─── SELECTED PASSAGE ───

Odysseus, Tuesday, 21 February 2017 13:44 (seven years ago) link

Sleeper's The It Girl was and is a great album

she started dancing to that (Finefinemusic), Tuesday, 21 February 2017 14:07 (seven years ago) link

Britpop : Time For Reevaluation? [Started by Langley in March 2003, last updated forty-one minutes ago] 71 new answers
The Britpop one hundred hall of joy! - Classics only. [Started by mark grout (mark grout) in January 2004, last updated one hour ago] 8 new answers

Matt DC, Tuesday, 21 February 2017 14:49 (seven years ago) link

Is there Sleeper love on that too?

Odysseus, Tuesday, 21 February 2017 14:55 (seven years ago) link

you don't win friends with dismissive posts about Salad

Vlogs from other credible bands such as Shed Seven (DJ Mencap), Tuesday, 21 February 2017 14:57 (seven years ago) link

I couldn't give a toss about Salad.

Odysseus, Tuesday, 21 February 2017 15:22 (seven years ago) link

Sleeper's The It Girl was and is a great album

― she started dancing to that (Finefinemusic), Tuesday, 21 February 2017 14:07 (three hours ago) Permalink

I like the singles from it, and 'What Do I Do Now?' is a genuinely great song. Elvis Costello did a version of it, iirc. That record keeps cropping up in charity shops a hell of a lot.

Working night & day, I tried to stay awake... (Turrican), Tuesday, 21 February 2017 17:15 (seven years ago) link

Most of the Britpop era albums do for some reason

Odysseus, Tuesday, 21 February 2017 18:01 (seven years ago) link

It's not hard to fathom the reason: a lot of not-so-great bands being signed on the back of the success of great bands + people buying records by the truckload = lots of not great records being donated to charity shops later on. It happens.

Working night & day, I tried to stay awake... (Turrican), Tuesday, 21 February 2017 18:15 (seven years ago) link

But there was some great guitar music made in the '90s and I'd rather talk about that. Sometimes conversations on this subject are like, I dunno, going into a synthpop discussion expecting to talk about Soft Cell or The Human League or Depeche Mode and evrryone going "lol Kajagoogoo" ...

───

From the Britpop forum thread above, copy everything from "Vlogs from other" down to "toss about Salad.", word for word.

─── DATASET ENTRIES ───

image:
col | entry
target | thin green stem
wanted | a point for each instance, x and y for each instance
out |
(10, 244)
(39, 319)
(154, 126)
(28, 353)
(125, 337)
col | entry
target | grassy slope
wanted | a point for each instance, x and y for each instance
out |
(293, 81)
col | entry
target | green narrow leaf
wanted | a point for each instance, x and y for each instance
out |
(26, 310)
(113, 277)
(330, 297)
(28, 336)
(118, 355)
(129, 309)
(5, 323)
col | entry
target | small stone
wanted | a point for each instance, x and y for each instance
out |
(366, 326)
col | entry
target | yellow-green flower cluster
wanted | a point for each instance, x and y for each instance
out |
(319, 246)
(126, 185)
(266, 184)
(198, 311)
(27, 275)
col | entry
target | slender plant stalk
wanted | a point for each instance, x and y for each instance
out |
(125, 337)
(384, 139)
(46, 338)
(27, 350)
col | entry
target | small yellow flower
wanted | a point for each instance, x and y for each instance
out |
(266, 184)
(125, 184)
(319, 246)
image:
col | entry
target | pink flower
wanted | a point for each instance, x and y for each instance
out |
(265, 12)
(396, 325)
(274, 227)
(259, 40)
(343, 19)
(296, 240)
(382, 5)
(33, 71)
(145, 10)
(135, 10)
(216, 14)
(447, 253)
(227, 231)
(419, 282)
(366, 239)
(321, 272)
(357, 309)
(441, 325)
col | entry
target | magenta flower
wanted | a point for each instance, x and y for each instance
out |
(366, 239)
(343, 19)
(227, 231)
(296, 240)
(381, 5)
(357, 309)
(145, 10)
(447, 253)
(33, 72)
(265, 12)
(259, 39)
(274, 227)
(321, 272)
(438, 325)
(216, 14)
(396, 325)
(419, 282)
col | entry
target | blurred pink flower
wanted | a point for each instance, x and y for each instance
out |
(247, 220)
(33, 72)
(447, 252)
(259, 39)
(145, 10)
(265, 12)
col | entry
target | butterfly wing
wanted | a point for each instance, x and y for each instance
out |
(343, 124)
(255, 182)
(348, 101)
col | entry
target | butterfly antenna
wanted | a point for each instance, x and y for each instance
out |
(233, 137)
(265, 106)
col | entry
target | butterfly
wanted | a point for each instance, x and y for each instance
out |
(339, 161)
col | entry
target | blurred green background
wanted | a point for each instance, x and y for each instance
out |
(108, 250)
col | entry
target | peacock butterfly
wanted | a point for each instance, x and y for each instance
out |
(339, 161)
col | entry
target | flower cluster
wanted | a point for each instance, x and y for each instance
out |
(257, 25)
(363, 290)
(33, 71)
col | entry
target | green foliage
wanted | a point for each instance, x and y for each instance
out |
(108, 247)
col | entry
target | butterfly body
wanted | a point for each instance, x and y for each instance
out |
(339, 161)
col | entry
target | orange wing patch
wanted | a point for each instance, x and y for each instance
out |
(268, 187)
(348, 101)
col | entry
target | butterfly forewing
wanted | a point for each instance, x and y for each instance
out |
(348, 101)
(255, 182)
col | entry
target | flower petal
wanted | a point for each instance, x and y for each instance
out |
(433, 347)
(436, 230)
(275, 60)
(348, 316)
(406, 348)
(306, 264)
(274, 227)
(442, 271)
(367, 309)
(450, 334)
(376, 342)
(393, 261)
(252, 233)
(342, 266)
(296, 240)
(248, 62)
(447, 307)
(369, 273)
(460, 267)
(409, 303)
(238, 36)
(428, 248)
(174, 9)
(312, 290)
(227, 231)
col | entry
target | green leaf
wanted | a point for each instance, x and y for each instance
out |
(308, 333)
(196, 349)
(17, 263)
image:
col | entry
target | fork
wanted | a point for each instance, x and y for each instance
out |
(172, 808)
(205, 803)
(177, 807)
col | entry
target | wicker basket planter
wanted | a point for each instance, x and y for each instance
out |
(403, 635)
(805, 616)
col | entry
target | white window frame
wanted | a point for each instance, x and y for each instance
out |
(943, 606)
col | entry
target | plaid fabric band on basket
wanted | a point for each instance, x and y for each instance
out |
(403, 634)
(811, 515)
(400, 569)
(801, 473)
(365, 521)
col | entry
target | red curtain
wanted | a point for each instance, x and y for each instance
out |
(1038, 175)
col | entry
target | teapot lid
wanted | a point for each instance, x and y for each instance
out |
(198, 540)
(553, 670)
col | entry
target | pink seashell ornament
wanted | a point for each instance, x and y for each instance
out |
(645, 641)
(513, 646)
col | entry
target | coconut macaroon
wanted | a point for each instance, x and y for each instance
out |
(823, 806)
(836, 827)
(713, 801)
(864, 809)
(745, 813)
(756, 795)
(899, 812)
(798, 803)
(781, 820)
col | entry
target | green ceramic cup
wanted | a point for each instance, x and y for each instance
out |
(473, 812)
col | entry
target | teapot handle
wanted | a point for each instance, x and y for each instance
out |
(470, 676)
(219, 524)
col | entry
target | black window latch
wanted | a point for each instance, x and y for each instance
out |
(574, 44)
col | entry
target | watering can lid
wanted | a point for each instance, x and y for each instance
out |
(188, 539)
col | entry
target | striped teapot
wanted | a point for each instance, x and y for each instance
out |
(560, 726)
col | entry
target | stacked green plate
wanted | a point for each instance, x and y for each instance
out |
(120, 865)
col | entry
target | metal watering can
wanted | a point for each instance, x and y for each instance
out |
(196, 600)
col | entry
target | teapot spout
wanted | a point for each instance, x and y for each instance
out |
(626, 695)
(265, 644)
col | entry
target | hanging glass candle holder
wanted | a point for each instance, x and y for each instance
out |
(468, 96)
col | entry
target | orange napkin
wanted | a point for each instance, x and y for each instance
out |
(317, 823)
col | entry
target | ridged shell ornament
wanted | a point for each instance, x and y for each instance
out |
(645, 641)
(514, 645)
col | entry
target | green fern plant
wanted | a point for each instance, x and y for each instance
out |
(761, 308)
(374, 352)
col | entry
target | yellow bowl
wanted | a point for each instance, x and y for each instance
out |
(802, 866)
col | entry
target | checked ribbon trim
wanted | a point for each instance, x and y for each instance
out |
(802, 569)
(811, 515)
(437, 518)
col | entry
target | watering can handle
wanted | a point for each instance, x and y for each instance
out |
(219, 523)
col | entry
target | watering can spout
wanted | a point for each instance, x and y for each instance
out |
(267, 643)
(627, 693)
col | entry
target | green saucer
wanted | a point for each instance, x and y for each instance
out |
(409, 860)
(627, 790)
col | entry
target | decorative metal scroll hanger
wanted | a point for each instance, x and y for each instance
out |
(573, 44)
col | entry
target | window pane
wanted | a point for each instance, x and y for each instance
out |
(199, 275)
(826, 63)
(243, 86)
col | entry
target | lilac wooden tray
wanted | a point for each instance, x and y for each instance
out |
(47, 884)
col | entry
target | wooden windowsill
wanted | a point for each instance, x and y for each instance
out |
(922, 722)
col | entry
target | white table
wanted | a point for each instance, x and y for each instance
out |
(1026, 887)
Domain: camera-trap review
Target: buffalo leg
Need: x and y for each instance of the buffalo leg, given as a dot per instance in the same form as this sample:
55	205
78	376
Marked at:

───

EXERCISE OUTPUT:
Vlogs from other credible bands such as Shed Seven (DJ Mencap), Tuesday, 21 February 2017 14:57 (seven years ago) link

I couldn't give a toss about Salad.